§ **What to produce**
When you reach the line containing "Target: red trousers", include it and stop; until then, return each line of the material exactly, starting with the first.

Supplied records below:

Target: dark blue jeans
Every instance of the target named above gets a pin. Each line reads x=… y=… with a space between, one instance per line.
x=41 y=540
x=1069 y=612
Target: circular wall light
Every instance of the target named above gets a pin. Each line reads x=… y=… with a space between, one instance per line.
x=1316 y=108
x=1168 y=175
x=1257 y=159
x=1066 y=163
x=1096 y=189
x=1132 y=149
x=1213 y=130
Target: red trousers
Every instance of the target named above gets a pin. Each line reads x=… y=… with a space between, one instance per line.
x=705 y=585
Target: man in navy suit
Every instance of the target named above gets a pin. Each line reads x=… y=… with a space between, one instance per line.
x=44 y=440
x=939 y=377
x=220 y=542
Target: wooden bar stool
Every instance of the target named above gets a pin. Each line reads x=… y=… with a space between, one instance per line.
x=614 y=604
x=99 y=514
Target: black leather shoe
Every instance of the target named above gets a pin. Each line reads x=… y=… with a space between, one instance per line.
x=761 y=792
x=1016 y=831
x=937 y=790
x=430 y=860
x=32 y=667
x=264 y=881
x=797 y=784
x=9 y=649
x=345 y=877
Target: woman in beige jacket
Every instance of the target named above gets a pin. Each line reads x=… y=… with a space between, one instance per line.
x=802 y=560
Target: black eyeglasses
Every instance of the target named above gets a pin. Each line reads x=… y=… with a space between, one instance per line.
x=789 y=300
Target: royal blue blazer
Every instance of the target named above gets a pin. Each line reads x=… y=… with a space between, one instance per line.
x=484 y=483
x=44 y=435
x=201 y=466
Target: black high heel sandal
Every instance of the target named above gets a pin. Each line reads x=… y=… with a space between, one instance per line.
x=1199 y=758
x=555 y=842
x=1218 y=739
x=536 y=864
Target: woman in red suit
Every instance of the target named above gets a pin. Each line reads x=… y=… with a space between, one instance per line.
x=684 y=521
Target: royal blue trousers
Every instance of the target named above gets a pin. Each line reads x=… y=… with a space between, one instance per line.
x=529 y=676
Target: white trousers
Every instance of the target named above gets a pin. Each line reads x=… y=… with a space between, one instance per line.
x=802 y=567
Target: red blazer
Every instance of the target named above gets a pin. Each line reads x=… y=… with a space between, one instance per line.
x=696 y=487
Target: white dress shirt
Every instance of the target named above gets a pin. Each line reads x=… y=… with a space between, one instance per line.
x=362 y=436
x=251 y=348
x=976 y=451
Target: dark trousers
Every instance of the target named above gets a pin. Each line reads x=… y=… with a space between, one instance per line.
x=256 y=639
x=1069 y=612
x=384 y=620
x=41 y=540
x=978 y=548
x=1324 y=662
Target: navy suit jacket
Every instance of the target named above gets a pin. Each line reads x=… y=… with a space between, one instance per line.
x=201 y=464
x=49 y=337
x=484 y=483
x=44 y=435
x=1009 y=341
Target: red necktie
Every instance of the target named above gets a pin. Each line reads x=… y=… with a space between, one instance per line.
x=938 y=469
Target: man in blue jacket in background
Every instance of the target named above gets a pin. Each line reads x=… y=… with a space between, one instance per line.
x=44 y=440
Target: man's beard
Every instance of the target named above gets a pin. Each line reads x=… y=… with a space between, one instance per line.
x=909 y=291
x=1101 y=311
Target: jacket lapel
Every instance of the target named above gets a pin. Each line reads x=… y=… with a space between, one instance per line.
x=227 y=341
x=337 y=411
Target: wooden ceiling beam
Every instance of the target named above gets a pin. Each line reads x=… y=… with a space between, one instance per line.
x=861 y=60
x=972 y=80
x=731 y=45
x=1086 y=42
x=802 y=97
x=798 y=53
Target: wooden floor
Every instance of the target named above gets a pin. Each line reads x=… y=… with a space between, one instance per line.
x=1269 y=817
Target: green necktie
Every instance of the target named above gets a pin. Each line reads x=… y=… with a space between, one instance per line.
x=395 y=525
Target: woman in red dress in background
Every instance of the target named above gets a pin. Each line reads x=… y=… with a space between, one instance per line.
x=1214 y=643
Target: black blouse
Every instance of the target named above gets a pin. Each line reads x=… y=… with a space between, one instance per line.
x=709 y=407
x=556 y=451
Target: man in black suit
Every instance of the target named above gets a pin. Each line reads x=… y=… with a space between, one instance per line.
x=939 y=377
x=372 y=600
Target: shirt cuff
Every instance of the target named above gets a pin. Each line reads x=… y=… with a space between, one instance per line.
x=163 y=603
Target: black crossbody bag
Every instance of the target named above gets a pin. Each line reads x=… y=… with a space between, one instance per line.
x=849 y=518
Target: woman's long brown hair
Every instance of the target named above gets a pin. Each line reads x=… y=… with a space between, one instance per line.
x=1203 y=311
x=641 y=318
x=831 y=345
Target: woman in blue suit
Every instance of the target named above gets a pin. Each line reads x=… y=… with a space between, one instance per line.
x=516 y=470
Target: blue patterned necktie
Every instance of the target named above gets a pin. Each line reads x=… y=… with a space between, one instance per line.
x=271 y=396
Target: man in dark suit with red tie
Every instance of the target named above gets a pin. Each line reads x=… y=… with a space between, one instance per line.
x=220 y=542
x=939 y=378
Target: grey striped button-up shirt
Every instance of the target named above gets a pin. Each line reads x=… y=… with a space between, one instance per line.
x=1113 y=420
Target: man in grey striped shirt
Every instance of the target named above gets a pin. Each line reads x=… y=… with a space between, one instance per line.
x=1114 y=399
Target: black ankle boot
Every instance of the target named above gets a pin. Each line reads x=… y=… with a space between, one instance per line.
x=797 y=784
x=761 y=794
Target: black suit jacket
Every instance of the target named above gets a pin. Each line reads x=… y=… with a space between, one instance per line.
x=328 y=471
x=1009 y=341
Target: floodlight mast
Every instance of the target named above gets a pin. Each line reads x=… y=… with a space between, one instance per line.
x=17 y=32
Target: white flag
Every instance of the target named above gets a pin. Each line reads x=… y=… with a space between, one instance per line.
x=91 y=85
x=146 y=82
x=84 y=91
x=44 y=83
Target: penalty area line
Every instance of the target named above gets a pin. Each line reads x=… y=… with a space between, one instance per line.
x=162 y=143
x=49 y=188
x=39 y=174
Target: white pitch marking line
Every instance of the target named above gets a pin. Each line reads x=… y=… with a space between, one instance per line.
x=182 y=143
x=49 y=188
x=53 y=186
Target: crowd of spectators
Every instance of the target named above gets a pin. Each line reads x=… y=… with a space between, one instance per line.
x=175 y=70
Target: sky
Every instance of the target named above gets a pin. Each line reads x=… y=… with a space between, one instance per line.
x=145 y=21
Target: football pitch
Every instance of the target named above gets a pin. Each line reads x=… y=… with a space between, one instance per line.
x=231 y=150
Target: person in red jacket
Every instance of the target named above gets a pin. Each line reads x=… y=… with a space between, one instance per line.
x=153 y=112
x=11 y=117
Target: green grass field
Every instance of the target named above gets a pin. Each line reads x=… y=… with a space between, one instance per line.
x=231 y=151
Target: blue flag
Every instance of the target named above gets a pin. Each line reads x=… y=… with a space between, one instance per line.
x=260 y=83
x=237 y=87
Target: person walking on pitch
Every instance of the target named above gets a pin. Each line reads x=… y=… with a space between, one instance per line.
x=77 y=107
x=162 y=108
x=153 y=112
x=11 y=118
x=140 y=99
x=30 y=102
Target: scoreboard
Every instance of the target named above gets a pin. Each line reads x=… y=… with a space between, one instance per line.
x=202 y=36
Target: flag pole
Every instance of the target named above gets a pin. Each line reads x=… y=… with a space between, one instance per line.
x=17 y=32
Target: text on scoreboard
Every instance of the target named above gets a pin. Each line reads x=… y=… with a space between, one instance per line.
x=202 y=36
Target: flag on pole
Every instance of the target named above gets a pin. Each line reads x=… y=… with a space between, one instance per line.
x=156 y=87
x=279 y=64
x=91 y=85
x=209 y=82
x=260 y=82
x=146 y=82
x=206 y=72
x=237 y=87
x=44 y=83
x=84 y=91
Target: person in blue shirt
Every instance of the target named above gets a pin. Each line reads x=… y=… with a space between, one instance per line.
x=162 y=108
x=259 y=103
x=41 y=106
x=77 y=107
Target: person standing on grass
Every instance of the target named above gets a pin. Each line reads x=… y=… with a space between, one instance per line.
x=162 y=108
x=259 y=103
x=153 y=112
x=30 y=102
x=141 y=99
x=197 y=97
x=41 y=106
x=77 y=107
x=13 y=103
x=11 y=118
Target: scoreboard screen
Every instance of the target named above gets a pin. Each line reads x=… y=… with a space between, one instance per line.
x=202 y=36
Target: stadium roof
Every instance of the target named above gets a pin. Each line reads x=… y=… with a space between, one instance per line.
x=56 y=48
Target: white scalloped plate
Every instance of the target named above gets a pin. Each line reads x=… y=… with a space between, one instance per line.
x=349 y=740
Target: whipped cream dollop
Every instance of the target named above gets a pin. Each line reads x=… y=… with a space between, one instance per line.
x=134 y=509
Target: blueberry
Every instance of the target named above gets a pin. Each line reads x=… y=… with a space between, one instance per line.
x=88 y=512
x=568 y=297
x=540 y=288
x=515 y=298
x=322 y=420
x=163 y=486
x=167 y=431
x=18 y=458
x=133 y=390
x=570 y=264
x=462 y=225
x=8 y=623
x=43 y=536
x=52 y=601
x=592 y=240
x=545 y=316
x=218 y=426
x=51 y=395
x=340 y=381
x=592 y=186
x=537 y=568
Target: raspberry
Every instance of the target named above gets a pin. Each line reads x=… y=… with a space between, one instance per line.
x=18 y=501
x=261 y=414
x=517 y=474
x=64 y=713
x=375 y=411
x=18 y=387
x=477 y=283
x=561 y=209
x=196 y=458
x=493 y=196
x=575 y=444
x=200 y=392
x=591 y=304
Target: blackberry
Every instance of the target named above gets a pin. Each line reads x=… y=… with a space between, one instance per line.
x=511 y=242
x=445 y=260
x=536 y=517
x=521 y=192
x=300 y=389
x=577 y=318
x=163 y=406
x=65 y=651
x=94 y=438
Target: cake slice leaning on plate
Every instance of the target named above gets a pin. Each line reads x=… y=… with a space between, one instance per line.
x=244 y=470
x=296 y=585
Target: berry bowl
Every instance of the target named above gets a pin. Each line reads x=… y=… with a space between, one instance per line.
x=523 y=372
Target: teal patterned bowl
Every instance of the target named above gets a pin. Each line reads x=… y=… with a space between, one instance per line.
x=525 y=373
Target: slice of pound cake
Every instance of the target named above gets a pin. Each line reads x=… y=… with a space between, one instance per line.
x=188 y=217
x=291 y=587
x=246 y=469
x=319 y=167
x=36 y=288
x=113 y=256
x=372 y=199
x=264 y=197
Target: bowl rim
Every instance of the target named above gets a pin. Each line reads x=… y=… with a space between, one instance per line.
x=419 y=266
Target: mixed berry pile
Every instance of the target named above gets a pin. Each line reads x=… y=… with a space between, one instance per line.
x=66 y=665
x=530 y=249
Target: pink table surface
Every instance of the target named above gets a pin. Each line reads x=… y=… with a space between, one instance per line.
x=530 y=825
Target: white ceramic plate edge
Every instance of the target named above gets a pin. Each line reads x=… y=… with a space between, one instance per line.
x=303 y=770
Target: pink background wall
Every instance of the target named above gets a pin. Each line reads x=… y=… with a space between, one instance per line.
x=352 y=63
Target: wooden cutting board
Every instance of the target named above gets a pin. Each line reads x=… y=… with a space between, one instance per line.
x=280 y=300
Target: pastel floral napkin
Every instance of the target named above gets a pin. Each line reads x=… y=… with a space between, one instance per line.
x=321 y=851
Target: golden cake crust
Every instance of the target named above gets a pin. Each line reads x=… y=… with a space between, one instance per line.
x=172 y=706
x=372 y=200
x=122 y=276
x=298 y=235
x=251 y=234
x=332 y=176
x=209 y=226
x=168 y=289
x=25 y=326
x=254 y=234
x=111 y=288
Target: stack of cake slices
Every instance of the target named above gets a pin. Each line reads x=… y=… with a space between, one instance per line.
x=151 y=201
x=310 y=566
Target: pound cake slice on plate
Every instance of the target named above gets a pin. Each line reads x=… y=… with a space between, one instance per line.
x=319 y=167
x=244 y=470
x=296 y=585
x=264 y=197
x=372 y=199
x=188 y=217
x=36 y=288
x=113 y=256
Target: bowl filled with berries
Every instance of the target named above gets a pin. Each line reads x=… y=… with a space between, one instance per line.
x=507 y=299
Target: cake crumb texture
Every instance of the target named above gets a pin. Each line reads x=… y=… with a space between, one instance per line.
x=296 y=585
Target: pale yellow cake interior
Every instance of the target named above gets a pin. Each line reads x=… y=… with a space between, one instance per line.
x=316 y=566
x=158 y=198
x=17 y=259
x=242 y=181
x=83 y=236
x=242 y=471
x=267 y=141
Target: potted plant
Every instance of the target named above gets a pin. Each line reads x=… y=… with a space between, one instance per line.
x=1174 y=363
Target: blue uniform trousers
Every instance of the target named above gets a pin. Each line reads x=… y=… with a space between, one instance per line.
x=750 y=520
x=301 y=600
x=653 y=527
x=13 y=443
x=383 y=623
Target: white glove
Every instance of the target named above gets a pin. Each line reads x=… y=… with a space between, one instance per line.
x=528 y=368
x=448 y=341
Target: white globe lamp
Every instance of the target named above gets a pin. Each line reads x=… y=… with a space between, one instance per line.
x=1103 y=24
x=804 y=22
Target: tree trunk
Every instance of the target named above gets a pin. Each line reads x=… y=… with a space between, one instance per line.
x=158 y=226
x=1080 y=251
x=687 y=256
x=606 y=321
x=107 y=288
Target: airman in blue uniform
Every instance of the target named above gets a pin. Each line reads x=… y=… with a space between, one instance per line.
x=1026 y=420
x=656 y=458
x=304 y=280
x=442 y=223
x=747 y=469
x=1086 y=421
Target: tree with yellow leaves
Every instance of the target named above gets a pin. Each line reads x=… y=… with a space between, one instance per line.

End of Supplied records.

§ **Result of this task**
Target: dark blue jeans
Every instance of the target named above gets a pin. Each line reads x=… y=… with a space between, one instance per line.
x=41 y=540
x=1069 y=612
Target: circular wall light
Every instance of the target named above gets a pin. Each line reads x=… y=… with a space between, one instance per line.
x=1316 y=108
x=1168 y=175
x=1257 y=159
x=1066 y=163
x=1096 y=189
x=1132 y=149
x=1213 y=130
Target: red trousers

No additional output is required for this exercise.